> _Exercise description_: Count the lines in the entries below that contain the string "body", matching case exactly, and reply with only that number.

begin Extracted material

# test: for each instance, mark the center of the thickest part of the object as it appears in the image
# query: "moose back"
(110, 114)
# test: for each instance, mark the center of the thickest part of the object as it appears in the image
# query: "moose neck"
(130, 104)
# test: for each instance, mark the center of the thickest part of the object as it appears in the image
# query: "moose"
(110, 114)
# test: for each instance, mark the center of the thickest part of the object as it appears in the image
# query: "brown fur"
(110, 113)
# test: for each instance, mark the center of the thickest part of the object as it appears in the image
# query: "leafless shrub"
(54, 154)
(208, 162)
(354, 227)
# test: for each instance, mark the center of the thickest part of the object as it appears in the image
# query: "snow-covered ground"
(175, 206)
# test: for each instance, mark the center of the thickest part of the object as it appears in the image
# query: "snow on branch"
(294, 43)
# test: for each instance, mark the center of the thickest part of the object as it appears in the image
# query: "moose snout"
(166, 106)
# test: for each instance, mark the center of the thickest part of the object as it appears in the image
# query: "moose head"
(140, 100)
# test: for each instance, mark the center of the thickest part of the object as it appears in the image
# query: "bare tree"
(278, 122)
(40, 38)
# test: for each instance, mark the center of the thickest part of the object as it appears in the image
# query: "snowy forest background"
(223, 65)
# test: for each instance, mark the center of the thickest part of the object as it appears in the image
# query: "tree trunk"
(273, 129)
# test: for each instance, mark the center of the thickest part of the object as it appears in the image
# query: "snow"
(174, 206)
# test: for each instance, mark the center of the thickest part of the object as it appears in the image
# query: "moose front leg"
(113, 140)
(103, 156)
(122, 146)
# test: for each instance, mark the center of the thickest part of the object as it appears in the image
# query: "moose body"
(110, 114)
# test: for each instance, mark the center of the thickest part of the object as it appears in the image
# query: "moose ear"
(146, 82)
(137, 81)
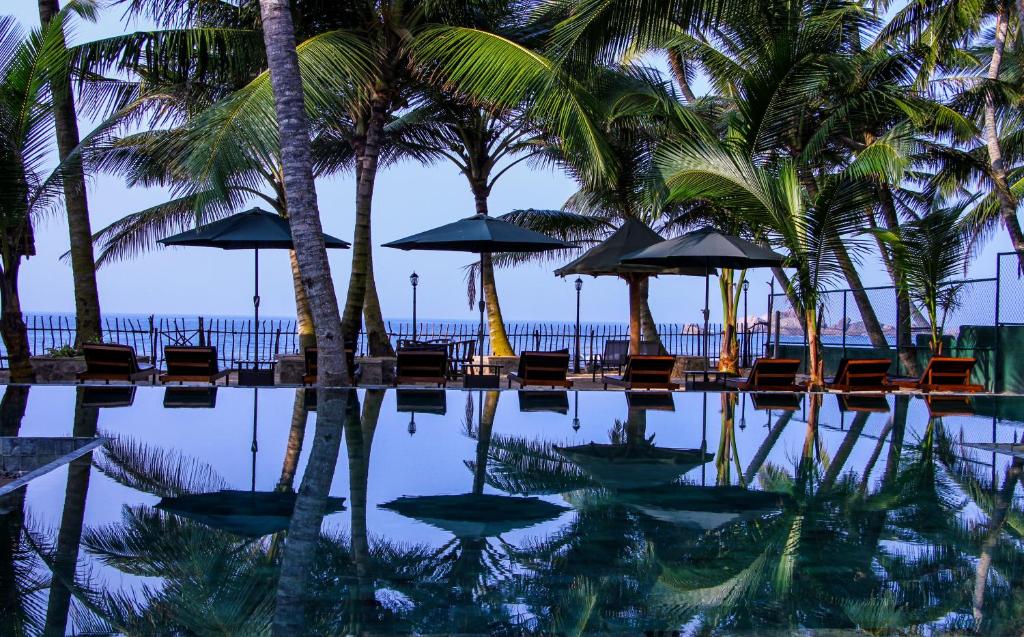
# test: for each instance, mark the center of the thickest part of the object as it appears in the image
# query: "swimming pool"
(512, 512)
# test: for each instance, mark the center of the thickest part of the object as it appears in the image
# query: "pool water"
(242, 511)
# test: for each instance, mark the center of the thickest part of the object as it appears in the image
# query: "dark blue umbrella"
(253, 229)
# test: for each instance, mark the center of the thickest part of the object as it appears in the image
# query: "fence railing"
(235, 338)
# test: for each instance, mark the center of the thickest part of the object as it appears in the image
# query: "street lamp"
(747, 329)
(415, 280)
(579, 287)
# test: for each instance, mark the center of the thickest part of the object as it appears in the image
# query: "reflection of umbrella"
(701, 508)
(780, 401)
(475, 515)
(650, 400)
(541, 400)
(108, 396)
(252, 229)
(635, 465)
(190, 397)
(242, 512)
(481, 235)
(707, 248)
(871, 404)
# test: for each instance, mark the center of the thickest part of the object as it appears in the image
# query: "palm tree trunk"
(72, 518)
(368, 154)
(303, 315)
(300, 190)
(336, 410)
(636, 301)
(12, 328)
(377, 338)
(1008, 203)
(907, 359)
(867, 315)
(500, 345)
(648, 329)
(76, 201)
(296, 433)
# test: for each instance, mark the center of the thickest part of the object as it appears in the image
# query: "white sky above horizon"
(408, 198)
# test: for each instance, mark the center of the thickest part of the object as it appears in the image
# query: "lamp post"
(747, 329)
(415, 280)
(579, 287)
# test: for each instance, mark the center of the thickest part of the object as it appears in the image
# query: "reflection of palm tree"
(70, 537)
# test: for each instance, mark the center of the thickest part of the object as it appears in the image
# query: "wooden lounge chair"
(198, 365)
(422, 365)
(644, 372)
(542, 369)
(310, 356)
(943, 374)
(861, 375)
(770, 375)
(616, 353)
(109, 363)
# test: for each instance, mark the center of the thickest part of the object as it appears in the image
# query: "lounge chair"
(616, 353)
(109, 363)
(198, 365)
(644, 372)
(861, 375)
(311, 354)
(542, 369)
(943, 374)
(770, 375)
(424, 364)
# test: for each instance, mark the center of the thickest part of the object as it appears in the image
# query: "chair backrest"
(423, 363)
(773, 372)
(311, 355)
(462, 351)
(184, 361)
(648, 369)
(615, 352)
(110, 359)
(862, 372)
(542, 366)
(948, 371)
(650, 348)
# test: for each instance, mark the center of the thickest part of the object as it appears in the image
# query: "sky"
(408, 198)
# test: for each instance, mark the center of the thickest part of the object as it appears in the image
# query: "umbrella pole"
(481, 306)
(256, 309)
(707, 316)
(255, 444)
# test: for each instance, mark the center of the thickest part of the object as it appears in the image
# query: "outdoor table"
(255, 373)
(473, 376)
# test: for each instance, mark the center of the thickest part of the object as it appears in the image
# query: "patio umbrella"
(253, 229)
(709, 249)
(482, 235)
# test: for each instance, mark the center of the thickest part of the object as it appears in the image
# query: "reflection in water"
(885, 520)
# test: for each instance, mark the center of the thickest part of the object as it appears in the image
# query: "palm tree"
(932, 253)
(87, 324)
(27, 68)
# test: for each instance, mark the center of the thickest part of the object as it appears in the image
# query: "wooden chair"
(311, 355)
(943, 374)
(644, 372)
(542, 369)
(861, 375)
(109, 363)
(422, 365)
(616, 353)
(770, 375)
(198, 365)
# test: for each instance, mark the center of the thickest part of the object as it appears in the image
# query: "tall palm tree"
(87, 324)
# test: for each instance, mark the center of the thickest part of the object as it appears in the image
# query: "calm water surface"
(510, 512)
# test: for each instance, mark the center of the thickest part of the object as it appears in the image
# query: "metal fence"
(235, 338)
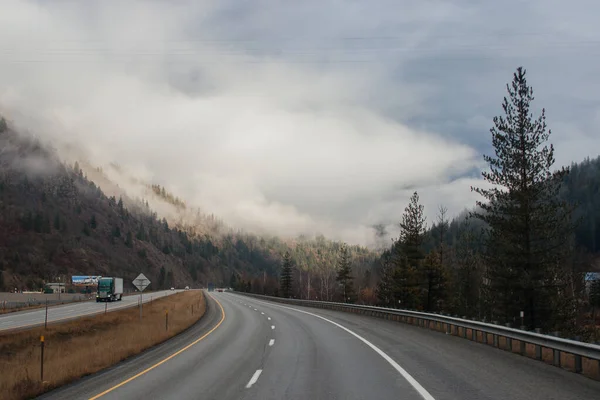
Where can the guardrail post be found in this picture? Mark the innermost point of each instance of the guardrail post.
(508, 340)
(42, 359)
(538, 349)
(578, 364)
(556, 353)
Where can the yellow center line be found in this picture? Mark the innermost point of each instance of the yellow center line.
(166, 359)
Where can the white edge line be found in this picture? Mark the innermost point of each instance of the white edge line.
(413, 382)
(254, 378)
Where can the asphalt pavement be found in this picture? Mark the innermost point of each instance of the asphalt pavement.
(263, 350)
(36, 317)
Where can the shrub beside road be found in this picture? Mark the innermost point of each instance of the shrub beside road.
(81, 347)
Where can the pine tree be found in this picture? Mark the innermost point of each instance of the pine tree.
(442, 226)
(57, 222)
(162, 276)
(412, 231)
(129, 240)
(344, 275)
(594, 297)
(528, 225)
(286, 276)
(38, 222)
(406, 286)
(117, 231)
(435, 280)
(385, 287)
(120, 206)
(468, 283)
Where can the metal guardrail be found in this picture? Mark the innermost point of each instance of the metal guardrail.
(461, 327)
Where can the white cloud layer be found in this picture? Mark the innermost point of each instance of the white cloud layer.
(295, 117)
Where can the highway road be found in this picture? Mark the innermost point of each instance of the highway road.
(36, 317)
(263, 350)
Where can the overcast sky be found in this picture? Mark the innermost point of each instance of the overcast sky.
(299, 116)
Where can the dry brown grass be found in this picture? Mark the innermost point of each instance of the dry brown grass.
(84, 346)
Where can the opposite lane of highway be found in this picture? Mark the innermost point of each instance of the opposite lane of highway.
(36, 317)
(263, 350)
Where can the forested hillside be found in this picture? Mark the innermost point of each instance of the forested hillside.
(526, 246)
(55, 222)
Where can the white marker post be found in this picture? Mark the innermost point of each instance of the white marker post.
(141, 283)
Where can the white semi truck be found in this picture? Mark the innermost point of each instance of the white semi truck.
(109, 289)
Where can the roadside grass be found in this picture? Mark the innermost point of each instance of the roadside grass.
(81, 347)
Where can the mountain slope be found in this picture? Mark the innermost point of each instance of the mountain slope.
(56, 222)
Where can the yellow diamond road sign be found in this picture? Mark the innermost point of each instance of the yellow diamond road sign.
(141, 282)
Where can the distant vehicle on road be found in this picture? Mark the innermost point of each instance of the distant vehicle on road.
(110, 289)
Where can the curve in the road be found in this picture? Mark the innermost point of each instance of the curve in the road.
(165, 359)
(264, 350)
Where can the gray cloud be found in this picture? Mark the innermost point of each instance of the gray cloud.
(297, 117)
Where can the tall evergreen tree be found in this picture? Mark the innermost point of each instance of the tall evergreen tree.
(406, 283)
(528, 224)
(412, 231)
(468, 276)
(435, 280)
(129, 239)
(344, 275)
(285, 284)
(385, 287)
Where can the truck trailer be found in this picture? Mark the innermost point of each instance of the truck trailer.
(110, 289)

end Extracted material
begin Extracted material

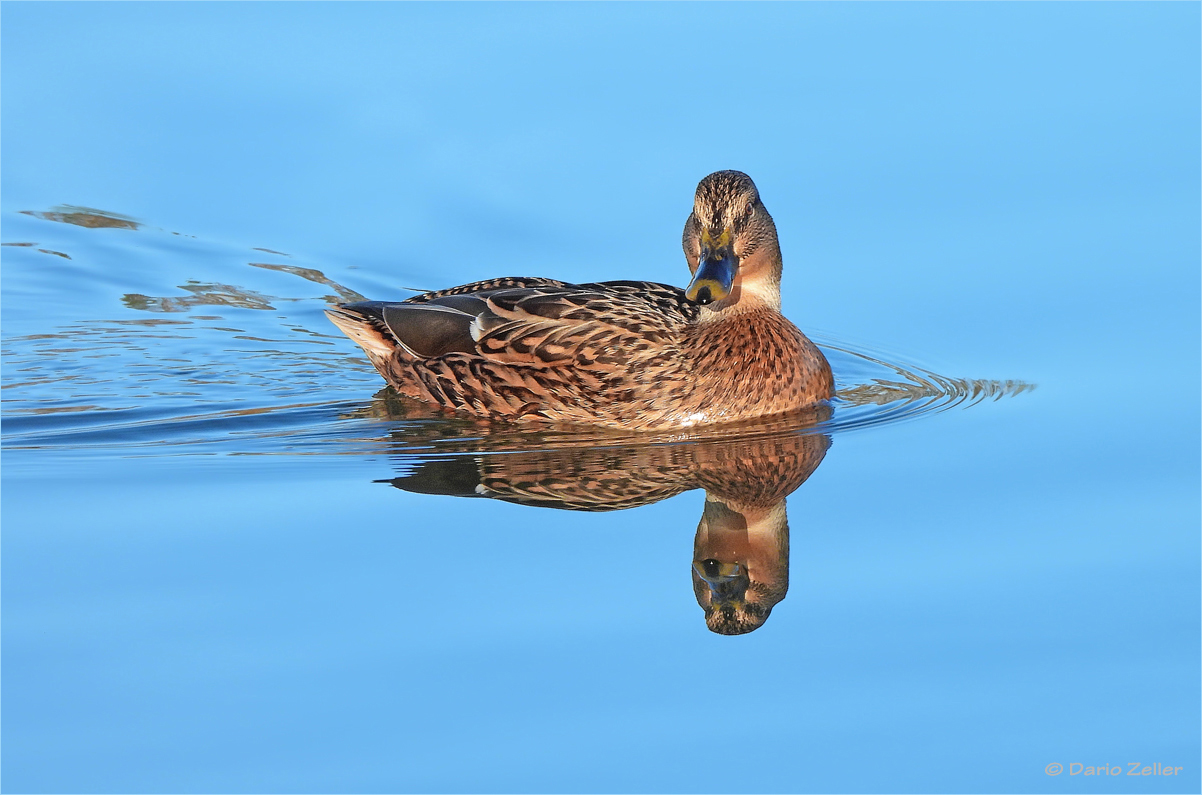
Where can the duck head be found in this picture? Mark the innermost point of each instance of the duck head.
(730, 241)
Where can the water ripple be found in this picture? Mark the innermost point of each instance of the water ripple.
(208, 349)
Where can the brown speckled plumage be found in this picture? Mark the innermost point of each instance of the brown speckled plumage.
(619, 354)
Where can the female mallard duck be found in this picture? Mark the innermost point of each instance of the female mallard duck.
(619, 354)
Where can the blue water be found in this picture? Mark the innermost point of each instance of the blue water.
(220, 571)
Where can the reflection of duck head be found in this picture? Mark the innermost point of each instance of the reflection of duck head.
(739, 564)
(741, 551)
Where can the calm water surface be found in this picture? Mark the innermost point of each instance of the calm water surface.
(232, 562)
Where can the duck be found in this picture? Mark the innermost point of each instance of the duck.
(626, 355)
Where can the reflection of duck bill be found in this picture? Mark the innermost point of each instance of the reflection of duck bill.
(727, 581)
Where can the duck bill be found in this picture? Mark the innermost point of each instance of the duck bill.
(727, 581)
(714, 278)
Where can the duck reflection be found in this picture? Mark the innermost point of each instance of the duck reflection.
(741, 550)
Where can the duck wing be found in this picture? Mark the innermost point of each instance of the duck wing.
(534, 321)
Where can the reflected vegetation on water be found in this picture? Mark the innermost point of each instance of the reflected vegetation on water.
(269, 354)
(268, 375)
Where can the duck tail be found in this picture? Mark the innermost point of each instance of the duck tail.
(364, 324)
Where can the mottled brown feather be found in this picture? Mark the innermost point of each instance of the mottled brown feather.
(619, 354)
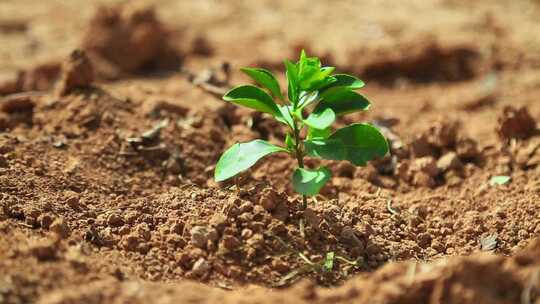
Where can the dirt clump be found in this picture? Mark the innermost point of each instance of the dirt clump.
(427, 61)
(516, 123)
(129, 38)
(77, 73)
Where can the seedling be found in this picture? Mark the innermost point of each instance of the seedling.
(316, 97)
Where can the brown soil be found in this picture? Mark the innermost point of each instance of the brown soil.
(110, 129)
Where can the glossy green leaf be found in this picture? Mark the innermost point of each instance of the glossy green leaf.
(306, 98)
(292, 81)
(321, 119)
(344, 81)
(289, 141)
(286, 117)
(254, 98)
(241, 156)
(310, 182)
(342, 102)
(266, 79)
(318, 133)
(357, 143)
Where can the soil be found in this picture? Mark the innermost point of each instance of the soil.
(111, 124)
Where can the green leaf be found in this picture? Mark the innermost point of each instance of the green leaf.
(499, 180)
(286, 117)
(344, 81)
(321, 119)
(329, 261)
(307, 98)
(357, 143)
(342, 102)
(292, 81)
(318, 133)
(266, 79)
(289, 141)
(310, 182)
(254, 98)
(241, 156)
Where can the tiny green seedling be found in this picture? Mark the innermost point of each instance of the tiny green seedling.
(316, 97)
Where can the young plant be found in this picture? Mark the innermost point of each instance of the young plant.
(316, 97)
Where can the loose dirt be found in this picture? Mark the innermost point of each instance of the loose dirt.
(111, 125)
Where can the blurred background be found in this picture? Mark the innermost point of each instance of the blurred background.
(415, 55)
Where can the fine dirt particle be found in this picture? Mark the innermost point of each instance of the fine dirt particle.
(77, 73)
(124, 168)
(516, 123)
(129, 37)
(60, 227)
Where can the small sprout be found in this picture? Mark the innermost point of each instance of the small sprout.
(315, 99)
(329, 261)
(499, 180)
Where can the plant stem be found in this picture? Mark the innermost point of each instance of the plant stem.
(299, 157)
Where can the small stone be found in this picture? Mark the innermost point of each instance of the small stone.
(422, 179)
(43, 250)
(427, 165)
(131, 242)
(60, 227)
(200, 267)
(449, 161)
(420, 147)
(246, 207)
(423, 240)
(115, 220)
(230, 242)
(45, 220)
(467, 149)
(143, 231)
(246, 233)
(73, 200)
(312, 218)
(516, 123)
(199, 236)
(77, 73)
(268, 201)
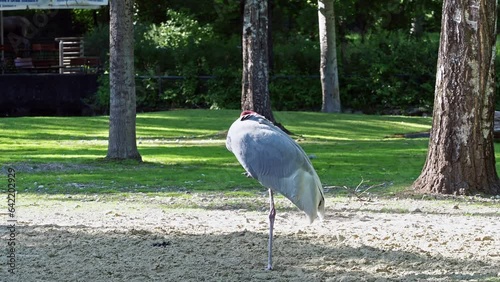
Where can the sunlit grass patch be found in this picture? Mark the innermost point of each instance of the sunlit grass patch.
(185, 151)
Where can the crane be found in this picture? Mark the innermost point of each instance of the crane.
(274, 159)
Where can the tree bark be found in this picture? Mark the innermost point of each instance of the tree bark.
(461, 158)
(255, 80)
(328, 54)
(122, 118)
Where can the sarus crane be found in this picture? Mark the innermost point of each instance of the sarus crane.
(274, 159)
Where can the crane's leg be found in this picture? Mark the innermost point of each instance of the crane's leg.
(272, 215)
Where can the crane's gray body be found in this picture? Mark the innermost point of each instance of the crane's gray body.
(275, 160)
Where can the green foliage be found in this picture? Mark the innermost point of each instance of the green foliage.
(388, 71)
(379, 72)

end Extracted material
begin Extracted material

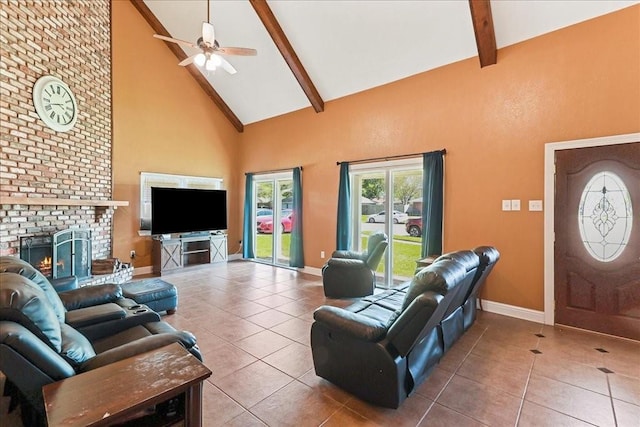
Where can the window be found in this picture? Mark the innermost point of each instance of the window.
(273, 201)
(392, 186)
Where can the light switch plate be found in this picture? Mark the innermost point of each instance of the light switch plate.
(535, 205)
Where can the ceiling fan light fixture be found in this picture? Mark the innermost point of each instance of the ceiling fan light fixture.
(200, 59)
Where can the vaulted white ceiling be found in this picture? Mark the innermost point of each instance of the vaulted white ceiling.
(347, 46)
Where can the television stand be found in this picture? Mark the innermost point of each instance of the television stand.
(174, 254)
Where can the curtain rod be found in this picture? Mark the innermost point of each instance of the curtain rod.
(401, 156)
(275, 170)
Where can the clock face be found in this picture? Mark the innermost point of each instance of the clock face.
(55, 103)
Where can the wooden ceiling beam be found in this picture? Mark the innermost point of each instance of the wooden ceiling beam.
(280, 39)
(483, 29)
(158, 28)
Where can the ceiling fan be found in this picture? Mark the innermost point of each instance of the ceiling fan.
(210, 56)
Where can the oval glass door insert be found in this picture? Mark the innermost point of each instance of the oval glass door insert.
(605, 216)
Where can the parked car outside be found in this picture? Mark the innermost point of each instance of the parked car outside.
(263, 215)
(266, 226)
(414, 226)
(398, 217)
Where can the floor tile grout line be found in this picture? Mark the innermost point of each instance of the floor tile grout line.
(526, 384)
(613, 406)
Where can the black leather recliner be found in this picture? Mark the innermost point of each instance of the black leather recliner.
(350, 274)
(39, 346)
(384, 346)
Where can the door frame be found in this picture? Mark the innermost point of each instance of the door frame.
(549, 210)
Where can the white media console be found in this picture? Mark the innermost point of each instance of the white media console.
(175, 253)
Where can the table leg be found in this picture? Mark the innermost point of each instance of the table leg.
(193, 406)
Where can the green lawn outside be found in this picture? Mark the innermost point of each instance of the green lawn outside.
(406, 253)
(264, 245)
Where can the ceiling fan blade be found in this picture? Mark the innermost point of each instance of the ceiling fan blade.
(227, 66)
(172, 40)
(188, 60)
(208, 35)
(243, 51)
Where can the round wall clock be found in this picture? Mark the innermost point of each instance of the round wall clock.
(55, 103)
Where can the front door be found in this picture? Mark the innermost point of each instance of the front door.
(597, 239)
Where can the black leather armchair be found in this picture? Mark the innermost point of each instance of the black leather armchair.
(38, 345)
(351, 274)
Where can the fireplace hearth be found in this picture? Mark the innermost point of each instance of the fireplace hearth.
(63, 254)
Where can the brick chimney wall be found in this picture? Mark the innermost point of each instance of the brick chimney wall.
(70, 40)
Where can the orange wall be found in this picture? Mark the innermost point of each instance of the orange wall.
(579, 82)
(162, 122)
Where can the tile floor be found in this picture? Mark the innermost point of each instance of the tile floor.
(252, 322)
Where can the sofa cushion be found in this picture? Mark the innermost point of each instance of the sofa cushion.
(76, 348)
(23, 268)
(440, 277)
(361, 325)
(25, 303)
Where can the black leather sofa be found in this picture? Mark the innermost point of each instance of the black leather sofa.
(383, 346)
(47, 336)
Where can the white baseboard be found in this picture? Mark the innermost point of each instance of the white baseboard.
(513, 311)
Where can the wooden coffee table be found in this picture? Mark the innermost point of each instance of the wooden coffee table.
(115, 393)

end Extracted material

> _Right answer_: 2